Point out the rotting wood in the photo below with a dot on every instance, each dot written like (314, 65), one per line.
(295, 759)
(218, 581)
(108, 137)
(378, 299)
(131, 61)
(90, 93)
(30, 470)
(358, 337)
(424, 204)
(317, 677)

## Written request
Convert the data above into a Markdown table with two columns, Row and Line. Number each line in order and leave out any blank lines.

## Solution to the problem
| Row | Line |
|---|---|
| 1 | Point out the rotting wood in the photo below with a dot on every instance, each dot written like (314, 65), one per line. |
| 2 | (295, 759) |
| 3 | (218, 581) |
| 4 | (108, 137) |
| 5 | (378, 299) |
| 6 | (131, 61) |
| 7 | (90, 93) |
| 8 | (30, 470) |
| 9 | (358, 337) |
| 10 | (424, 204) |
| 11 | (317, 677) |